Set problem
Please identify each line in the entries below that contains the word "lying", and copy every such line in full.

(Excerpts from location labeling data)
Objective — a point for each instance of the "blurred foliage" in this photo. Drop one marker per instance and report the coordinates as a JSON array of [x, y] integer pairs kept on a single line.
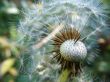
[[9, 51]]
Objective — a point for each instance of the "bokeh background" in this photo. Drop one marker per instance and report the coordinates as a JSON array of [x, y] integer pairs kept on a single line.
[[10, 14]]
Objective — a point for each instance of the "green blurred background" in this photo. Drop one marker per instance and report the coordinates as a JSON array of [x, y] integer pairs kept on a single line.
[[10, 14]]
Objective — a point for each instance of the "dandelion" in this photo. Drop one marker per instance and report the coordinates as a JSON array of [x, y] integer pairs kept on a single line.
[[78, 21]]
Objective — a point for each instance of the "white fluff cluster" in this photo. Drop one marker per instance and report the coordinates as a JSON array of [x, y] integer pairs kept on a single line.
[[87, 16]]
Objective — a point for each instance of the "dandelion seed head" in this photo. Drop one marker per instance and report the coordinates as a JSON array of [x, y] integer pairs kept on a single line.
[[73, 51]]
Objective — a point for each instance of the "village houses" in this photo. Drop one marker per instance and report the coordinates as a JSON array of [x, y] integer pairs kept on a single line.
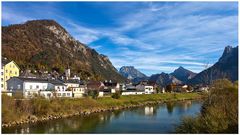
[[8, 69]]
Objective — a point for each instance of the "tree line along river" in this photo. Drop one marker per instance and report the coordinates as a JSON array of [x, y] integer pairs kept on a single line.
[[161, 118]]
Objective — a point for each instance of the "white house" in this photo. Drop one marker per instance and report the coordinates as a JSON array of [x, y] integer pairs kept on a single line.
[[146, 88], [132, 92], [28, 87], [75, 86]]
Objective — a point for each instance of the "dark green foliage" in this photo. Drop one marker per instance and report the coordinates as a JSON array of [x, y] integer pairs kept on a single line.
[[219, 112], [116, 95], [169, 88]]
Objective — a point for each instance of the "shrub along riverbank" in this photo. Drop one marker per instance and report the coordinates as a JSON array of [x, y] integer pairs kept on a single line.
[[19, 111], [219, 113]]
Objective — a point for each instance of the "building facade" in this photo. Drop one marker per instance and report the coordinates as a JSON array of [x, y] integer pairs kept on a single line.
[[9, 69]]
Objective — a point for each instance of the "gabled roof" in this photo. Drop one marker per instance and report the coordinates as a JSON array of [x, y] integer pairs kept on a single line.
[[41, 80], [72, 81], [5, 61]]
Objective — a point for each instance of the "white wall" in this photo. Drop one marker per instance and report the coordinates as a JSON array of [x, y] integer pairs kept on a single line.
[[131, 93]]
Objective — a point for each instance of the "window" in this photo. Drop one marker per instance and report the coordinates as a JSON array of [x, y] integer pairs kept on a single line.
[[19, 86]]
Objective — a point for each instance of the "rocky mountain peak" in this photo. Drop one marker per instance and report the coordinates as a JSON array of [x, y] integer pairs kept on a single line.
[[226, 67], [183, 74], [130, 71], [45, 45]]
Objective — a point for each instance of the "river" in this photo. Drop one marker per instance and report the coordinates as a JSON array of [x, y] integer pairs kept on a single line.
[[162, 118]]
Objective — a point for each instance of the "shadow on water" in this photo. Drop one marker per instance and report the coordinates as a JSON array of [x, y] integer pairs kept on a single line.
[[160, 118]]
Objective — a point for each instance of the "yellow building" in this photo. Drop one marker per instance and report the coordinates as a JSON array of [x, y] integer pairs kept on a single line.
[[9, 69]]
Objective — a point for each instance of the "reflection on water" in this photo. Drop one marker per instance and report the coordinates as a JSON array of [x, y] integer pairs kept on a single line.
[[148, 119]]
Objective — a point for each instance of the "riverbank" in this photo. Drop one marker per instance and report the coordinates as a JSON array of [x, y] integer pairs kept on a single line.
[[17, 112]]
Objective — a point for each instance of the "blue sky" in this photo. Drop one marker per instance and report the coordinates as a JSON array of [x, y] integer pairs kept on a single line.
[[153, 37]]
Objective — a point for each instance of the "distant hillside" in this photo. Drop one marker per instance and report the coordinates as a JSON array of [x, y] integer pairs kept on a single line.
[[45, 45], [132, 74], [164, 79], [183, 74], [226, 67]]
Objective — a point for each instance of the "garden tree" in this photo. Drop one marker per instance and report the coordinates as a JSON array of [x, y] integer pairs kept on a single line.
[[189, 88], [157, 89], [219, 112], [116, 95], [169, 88]]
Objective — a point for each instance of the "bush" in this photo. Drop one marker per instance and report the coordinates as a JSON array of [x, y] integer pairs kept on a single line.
[[116, 95]]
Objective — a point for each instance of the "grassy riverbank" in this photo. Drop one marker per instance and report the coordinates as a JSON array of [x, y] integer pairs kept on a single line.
[[219, 113], [24, 111]]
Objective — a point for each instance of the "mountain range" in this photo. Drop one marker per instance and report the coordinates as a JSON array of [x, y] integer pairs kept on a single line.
[[226, 67], [44, 45]]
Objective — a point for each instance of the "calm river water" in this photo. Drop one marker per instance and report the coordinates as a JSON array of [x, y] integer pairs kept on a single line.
[[162, 118]]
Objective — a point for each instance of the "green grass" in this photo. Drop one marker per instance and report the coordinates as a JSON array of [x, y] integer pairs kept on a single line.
[[43, 107]]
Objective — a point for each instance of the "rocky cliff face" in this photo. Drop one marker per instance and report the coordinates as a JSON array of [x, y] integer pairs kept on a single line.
[[164, 79], [45, 45], [183, 74], [226, 67], [132, 74]]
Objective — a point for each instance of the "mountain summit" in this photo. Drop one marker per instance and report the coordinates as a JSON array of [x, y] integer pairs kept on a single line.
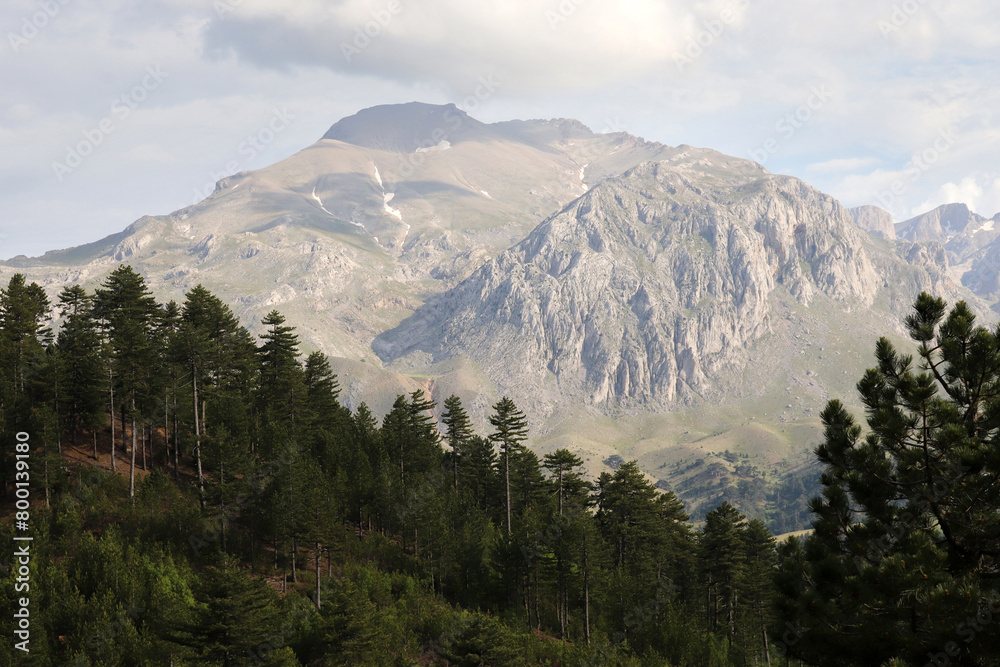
[[406, 128]]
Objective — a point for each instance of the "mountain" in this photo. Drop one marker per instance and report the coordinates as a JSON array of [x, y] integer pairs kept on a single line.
[[655, 287], [664, 304], [350, 235], [874, 220]]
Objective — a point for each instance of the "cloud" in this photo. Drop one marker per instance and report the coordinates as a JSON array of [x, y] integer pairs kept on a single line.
[[147, 153], [562, 44], [981, 192], [609, 63], [841, 165]]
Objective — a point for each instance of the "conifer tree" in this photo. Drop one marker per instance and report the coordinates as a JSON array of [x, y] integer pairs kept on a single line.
[[906, 546], [126, 308], [510, 430], [79, 366], [458, 430]]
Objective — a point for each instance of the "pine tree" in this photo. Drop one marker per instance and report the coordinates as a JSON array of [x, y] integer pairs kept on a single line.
[[458, 430], [723, 559], [905, 547], [80, 371], [126, 309], [510, 430]]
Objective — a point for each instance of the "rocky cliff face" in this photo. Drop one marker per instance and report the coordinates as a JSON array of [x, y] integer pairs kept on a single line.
[[970, 242], [648, 289], [874, 220]]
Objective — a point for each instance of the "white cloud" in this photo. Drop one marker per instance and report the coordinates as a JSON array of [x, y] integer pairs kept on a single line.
[[607, 62], [147, 153], [981, 192], [841, 165]]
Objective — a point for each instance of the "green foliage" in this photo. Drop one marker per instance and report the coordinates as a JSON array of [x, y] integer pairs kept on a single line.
[[292, 530], [904, 555]]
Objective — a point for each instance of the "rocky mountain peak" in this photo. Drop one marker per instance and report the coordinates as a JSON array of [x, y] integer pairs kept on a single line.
[[406, 128], [874, 220], [649, 288]]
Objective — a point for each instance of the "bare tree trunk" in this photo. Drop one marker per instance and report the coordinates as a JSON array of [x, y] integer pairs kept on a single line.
[[166, 426], [197, 436], [177, 447], [111, 385], [586, 590], [319, 604], [506, 475], [222, 496], [131, 470]]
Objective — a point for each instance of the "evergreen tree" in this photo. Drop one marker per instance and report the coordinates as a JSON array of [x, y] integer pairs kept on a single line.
[[458, 430], [905, 548], [282, 379], [127, 311], [723, 559], [510, 430], [80, 371]]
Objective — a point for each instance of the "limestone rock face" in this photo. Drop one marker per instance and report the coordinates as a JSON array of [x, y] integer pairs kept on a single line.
[[874, 220], [649, 288]]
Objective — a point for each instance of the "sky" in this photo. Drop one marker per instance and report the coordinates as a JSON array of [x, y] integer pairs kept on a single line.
[[115, 109]]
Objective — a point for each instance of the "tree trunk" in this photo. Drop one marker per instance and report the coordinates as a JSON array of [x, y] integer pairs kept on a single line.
[[506, 475], [166, 426], [319, 604], [177, 447], [586, 590], [131, 470], [197, 437], [111, 385], [222, 501]]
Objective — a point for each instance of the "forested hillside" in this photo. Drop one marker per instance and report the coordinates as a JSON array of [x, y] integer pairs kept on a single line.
[[201, 497]]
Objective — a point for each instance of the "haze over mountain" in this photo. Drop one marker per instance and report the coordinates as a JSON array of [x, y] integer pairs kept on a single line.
[[638, 299]]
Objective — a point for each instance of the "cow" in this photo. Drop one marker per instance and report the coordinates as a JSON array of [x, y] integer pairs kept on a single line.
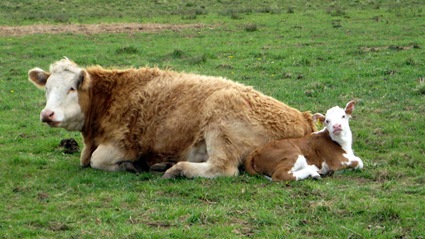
[[132, 119], [316, 154]]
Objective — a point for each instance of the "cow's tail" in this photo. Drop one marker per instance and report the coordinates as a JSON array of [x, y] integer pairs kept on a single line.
[[249, 163]]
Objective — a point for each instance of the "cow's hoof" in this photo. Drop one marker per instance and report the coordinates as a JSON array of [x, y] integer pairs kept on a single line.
[[161, 167], [171, 174]]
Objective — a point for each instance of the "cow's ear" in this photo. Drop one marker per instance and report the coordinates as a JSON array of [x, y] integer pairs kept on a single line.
[[84, 80], [38, 77], [350, 107], [318, 118]]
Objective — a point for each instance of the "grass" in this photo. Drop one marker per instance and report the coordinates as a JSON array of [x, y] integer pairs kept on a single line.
[[310, 55]]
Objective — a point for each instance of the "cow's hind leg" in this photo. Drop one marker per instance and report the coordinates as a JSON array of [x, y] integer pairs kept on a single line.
[[223, 159], [110, 158]]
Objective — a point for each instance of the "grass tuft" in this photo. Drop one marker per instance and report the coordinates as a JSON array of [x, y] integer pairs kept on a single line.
[[126, 50]]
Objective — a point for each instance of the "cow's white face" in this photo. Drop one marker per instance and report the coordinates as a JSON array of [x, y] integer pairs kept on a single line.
[[61, 84]]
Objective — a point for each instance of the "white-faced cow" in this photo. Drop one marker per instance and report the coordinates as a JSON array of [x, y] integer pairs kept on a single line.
[[146, 116], [312, 155]]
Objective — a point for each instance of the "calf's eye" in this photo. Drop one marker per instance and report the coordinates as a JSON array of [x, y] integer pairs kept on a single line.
[[72, 89]]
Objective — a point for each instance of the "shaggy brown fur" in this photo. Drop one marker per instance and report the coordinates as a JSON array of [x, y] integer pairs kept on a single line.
[[155, 116]]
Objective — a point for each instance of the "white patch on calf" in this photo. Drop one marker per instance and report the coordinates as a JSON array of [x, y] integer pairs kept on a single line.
[[352, 159], [301, 170]]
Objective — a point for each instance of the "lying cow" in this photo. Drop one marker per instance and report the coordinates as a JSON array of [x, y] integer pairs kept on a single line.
[[146, 116], [318, 153]]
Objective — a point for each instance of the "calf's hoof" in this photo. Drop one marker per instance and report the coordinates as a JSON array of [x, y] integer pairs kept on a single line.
[[161, 167]]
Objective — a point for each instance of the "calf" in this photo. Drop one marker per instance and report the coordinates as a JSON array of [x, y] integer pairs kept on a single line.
[[317, 153]]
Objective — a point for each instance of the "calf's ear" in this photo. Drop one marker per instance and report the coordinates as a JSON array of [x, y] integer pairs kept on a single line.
[[38, 77], [350, 107], [318, 118]]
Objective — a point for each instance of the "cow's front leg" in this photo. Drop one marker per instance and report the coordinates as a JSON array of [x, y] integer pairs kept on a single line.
[[111, 158]]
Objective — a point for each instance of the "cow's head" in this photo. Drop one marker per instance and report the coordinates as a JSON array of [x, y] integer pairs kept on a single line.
[[61, 84], [336, 120]]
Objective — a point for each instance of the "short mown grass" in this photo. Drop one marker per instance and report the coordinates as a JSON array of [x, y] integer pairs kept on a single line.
[[311, 55]]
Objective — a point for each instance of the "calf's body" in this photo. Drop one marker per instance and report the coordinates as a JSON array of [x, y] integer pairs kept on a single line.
[[310, 156]]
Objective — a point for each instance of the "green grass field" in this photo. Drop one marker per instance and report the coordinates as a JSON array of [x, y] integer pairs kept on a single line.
[[311, 55]]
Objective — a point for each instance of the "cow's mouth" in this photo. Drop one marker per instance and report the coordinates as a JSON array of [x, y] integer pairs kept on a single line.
[[53, 123]]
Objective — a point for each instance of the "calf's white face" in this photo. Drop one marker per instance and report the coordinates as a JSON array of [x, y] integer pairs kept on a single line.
[[61, 83], [336, 122]]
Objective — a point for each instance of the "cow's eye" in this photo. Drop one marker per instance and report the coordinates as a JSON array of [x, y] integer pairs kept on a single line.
[[72, 89]]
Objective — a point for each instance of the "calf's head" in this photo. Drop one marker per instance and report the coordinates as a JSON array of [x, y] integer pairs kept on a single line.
[[336, 122], [61, 84]]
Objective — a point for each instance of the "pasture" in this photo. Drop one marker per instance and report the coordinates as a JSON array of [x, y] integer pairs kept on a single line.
[[311, 55]]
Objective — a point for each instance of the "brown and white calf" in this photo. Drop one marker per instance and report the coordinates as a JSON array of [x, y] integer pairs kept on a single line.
[[312, 155]]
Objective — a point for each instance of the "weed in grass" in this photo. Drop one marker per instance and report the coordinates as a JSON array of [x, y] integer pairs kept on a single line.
[[126, 50], [420, 87], [252, 27]]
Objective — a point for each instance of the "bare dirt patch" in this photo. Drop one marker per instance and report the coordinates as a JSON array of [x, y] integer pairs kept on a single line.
[[87, 29]]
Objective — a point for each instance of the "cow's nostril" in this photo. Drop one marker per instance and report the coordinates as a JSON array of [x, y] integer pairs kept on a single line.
[[47, 115]]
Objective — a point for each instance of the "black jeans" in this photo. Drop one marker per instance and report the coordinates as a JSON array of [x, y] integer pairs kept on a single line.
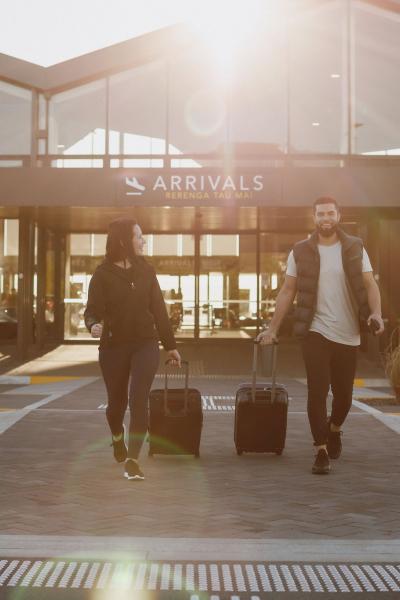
[[328, 364], [128, 372]]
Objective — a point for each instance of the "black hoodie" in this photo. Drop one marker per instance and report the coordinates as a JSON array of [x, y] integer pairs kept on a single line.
[[130, 304]]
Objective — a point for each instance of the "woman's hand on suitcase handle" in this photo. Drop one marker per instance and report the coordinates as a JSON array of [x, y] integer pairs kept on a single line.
[[174, 357], [267, 337]]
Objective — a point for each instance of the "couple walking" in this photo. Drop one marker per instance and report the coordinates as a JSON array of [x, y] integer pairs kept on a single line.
[[332, 277]]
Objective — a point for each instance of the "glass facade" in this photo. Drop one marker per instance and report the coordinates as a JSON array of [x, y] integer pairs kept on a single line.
[[218, 293], [376, 48], [15, 119], [77, 121], [137, 112], [318, 79], [313, 79]]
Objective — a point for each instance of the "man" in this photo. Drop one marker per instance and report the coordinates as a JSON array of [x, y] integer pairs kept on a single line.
[[332, 276]]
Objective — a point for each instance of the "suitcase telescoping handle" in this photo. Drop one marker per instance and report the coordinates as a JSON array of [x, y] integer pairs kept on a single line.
[[273, 374], [185, 364]]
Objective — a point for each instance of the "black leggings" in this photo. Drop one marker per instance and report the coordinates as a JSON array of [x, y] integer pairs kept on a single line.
[[140, 364], [328, 364]]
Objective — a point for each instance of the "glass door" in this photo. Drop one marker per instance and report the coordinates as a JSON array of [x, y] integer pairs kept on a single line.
[[228, 286], [172, 256]]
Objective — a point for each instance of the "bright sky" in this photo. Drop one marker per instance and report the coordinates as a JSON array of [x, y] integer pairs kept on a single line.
[[46, 32]]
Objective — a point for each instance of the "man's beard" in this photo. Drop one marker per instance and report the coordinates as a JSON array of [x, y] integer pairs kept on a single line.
[[329, 231]]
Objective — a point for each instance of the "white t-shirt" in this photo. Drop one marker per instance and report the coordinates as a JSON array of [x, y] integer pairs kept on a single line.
[[336, 314]]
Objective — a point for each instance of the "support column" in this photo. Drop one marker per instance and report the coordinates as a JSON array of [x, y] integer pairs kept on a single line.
[[59, 295], [41, 289], [26, 252]]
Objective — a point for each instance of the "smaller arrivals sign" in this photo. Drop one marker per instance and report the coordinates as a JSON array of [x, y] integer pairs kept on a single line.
[[194, 186]]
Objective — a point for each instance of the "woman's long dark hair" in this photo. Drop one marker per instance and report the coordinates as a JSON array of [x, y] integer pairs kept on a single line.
[[119, 240]]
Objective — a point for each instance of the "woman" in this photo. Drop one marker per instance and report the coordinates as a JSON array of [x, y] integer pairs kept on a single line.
[[126, 310]]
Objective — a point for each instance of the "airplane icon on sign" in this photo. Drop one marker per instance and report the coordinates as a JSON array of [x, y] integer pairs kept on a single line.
[[133, 183]]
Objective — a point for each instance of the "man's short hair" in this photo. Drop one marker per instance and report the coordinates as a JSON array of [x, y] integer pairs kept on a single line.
[[325, 200]]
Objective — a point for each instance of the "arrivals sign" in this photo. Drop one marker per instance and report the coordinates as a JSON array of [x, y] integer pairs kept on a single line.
[[193, 187]]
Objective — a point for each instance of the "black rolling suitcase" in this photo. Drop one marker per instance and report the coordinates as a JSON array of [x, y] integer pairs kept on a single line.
[[261, 413], [175, 419]]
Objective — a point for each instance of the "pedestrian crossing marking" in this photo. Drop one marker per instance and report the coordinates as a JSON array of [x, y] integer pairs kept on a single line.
[[199, 578]]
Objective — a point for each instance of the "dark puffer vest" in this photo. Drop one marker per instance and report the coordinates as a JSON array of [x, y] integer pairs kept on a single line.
[[307, 260]]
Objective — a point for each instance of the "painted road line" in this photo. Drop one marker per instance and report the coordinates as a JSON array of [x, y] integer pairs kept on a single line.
[[34, 379], [8, 419], [199, 549]]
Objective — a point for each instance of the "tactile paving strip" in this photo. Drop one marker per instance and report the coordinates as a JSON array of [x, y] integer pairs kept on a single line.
[[197, 578]]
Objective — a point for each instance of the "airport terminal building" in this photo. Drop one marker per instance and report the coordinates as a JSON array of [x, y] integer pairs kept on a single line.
[[218, 159]]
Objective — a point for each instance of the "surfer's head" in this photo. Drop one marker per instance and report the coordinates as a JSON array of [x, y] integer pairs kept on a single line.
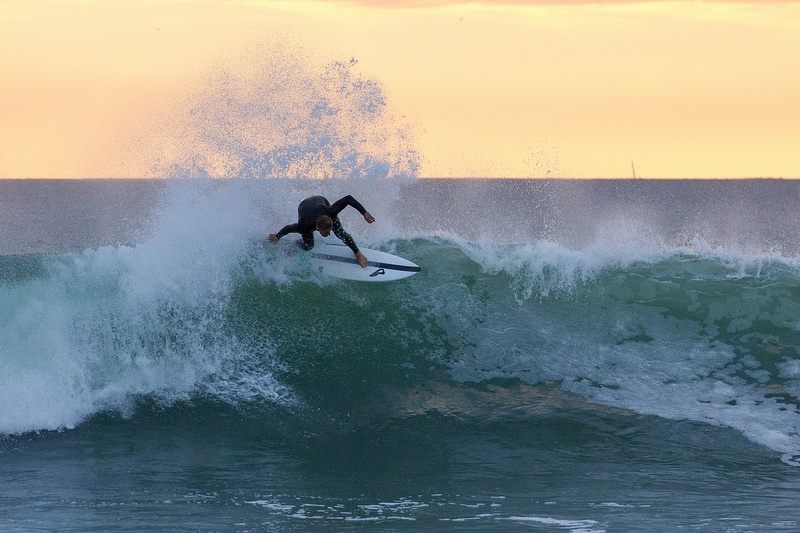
[[324, 225]]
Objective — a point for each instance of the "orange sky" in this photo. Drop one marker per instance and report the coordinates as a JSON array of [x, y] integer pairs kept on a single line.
[[494, 89]]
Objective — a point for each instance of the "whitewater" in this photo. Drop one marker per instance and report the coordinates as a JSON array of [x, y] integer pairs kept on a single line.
[[602, 355]]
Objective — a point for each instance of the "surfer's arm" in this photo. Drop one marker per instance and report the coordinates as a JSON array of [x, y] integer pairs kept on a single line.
[[345, 237]]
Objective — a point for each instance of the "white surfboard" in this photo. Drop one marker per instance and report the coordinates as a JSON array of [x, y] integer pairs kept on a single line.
[[338, 260]]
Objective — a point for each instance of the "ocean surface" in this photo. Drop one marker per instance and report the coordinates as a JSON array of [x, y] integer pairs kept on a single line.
[[578, 356]]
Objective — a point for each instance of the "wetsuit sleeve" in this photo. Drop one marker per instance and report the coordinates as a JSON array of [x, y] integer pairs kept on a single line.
[[339, 231], [340, 204]]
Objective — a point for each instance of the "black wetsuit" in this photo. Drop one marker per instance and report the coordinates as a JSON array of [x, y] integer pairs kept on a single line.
[[311, 209]]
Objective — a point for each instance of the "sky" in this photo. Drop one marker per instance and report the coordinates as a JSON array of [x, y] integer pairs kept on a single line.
[[508, 89]]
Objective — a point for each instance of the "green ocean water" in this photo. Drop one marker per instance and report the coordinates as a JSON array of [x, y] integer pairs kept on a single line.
[[574, 356]]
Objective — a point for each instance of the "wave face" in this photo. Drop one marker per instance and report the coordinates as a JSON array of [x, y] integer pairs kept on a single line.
[[203, 310]]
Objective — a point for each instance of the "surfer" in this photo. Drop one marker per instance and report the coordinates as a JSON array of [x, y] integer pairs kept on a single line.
[[317, 213]]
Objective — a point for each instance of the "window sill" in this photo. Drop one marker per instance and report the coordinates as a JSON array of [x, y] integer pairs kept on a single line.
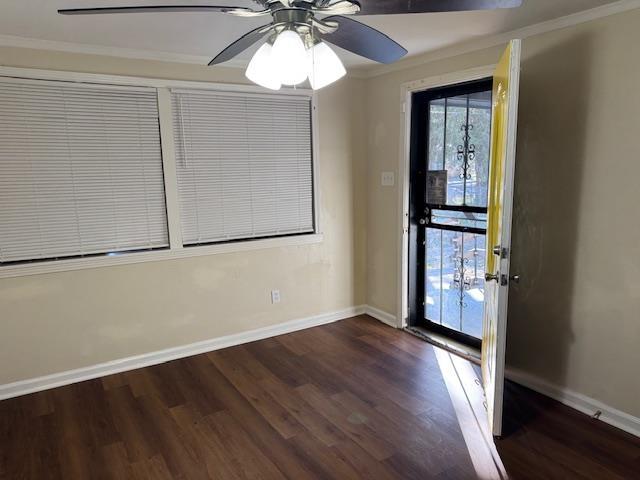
[[158, 255]]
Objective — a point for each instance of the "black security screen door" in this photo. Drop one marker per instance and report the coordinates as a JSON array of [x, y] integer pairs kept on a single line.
[[448, 208]]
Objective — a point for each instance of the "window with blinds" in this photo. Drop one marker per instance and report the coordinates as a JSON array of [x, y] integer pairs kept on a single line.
[[244, 165], [80, 170]]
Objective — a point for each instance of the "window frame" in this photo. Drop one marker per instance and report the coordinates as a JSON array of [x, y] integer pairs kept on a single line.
[[176, 249]]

Exercise answer
Objective — a point for each instance of the "lying cow" in this photo. Drop one marker per instance and report the coordinates as a JSON array of [x, y] integer pairs kept on a single line.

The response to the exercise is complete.